» Required tasks
A – From the passage below about the St. Vincent de Paul parish, list every person it names.
B – According to the passage below about the St. Vincent de Paul parish, why did preservationists apply for landmark status for the church?
C – Extend the passage below about the St. Vincent de Paul parish, picking up after its final sentence.

The Fathers of Mercy withdrew from the parish in 1960, transferring administration to the Archdiocese of New York. The parish maintained a weekly Mass in French since its founding, serving an array of immigrants to the city from various French-speaking countries of the world, representing some 65 nations. Since the late 20th century, most of these immigrants have been from Western African nations.

In 2006, preservationists and others who wished to preserve the church applied for landmark status for the church, seeking to protect it from redevelopment. The group organized as a nonprofit group, Save St. Vincent de Paul. In 2007, however, the Archdiocese of New York began to express an interest in closing the parish. The effort to save the parish received the support of President Nicolas Sarkozy of France, who wrote directly to both Cardinal Timothy M. Dolan, the Archbishop of New York, and to Michael Bloomberg, the mayor of New York City, to express the French's government's interest in preserving the church. Assemblyman Richard N. Gottfried, publicly supported the application.

» Referring expression data

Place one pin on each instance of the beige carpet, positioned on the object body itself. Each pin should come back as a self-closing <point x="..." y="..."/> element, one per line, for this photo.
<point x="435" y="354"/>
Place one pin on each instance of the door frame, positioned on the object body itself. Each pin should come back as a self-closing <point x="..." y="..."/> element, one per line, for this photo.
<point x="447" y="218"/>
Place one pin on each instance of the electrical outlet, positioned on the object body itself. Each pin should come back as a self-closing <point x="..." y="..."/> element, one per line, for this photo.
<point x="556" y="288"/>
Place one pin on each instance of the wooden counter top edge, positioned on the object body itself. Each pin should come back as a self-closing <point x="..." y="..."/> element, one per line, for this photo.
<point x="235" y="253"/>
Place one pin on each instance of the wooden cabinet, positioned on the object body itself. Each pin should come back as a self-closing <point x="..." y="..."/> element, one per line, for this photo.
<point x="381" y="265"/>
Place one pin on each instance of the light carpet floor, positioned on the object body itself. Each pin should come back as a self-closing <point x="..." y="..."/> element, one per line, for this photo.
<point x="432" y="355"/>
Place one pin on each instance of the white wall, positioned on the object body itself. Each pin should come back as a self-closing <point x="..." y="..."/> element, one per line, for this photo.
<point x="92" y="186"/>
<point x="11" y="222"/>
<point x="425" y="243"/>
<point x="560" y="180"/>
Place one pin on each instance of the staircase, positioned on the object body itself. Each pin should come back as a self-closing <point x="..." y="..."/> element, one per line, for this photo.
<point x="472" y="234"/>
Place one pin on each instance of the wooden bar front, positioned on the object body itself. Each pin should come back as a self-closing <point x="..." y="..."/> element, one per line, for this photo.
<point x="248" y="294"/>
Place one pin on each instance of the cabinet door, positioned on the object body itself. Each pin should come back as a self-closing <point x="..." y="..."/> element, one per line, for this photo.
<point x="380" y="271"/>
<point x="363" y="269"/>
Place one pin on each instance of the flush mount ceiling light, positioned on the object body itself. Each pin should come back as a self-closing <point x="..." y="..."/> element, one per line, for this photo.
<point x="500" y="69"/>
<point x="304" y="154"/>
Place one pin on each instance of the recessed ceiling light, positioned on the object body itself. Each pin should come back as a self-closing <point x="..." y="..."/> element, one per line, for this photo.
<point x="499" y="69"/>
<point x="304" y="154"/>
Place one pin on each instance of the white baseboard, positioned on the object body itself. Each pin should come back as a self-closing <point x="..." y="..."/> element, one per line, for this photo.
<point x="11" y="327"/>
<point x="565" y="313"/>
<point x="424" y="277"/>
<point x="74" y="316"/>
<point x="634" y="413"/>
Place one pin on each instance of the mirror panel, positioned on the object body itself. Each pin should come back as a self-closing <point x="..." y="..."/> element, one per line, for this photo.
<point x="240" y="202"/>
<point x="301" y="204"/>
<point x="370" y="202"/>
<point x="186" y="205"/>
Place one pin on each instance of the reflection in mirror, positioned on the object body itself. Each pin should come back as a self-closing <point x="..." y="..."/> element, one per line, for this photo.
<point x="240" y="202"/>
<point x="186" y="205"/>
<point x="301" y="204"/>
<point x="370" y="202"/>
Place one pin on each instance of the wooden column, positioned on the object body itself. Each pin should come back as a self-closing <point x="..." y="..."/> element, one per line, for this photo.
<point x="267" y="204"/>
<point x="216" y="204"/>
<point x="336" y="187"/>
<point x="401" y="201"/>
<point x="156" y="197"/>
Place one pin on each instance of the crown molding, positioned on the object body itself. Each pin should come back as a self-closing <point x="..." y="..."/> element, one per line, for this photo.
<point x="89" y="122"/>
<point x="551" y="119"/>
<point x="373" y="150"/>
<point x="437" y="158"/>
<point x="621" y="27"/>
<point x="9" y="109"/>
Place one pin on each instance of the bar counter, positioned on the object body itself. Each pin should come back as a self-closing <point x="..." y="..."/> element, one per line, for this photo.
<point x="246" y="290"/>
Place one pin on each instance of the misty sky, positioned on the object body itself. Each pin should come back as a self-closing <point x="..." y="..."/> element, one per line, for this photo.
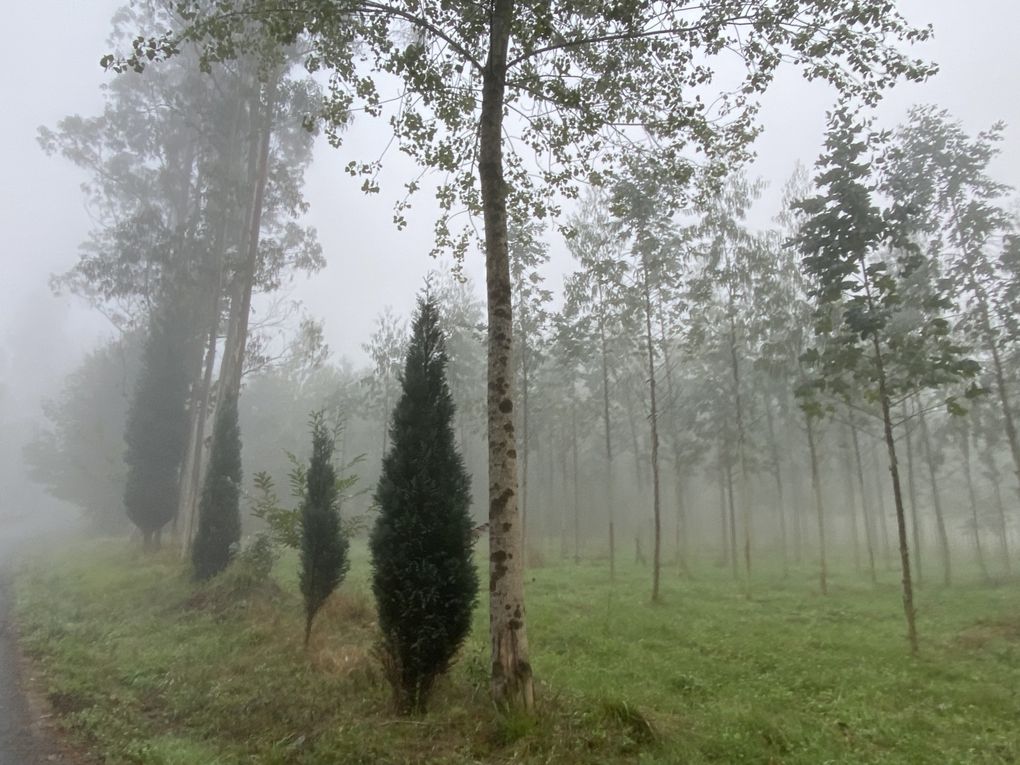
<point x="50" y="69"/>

---

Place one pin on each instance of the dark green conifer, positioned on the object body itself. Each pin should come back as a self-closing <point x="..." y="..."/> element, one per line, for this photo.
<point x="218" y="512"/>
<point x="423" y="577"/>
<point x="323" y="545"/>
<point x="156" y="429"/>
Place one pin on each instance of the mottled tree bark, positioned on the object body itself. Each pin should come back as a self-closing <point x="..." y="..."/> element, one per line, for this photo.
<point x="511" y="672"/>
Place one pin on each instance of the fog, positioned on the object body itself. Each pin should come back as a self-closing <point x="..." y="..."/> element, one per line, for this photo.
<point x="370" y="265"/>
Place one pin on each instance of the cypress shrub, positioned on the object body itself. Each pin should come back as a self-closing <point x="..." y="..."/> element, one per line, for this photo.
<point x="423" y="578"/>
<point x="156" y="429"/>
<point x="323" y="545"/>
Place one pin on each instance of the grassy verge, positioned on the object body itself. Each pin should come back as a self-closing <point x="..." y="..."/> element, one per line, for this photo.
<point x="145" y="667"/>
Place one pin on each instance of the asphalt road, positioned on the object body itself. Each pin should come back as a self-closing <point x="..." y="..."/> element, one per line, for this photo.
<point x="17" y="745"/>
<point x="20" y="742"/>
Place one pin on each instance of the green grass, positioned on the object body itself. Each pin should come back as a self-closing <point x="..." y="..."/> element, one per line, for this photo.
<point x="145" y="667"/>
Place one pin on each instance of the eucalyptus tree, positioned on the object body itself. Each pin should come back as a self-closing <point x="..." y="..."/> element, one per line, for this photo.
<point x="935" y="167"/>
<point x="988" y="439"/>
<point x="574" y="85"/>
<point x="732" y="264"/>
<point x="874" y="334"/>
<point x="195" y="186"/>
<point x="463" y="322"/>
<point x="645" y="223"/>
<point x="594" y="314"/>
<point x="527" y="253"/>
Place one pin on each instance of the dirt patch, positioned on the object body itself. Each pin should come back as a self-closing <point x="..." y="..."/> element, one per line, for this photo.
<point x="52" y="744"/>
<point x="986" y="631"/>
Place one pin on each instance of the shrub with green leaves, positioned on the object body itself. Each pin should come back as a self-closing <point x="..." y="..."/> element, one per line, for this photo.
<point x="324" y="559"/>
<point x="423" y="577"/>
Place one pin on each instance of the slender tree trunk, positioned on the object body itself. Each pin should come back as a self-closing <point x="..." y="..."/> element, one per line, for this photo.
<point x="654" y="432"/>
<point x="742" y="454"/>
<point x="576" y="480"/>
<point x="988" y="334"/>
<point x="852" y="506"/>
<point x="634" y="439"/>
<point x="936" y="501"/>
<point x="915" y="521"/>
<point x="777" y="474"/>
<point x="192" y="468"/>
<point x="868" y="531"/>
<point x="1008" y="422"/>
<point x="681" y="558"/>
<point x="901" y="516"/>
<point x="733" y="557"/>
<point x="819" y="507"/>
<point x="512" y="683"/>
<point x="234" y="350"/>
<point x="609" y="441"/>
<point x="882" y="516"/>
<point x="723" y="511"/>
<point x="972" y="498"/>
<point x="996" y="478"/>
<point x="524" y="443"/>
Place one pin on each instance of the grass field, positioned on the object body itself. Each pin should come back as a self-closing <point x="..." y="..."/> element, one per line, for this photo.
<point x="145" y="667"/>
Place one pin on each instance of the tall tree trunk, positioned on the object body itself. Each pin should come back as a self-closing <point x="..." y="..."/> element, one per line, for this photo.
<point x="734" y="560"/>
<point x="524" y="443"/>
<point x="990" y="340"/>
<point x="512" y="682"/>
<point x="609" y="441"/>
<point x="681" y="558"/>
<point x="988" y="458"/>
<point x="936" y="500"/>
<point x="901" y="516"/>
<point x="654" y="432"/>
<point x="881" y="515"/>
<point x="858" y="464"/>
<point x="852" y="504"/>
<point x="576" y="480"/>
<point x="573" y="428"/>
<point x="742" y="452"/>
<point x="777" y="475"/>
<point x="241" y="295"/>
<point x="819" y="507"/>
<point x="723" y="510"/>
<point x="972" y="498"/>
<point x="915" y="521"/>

» Answers by item number
A – Nicolas Sarkozy, Timothy M. Dolan, Michael Bloomberg, Richard N. Gottfried

B – They wanted to protect the church from redevelopment.

C –
However, by 2012 the New York City Landmarks Preservation Commission determined that the application did not merit a formal public hearing, with a spokeswoman saying: "Our decision not to recommend its designation to the full commission was based on a careful review of the building's architectural and historical qualities. We found that the existing facade, a neo-Classical facade that replaced the original Romanesque Revival facade in 1939, was designed by a little-known architect and lacked architectural distinction."

In August 2011, stormwater from Tropical Storm Irene breached the church's roof; because of the planned closure, the Archdiocese of New York did not repair the damage to the church, prompting a renewed preservationist push.

The church closed in 2013, although former parishioners, many Francophone, retain an attachment to the church building. Parishioners unsuccessfully challenged the Archdiocese of New York's decision to close the church through the Catholic Church's canon law system. In January 2016, the Apostolic Signatura in Rome, the highest Vatican court, issued its final decision declining to consider the parishioners' appeal.

The church sustained damage in a bombing on 23rd Street in September 2016; "its center rose-shaped, stained-glass window was blown out and two other stained-glass panels were damaged" in the explosion. The property was subsequently sold.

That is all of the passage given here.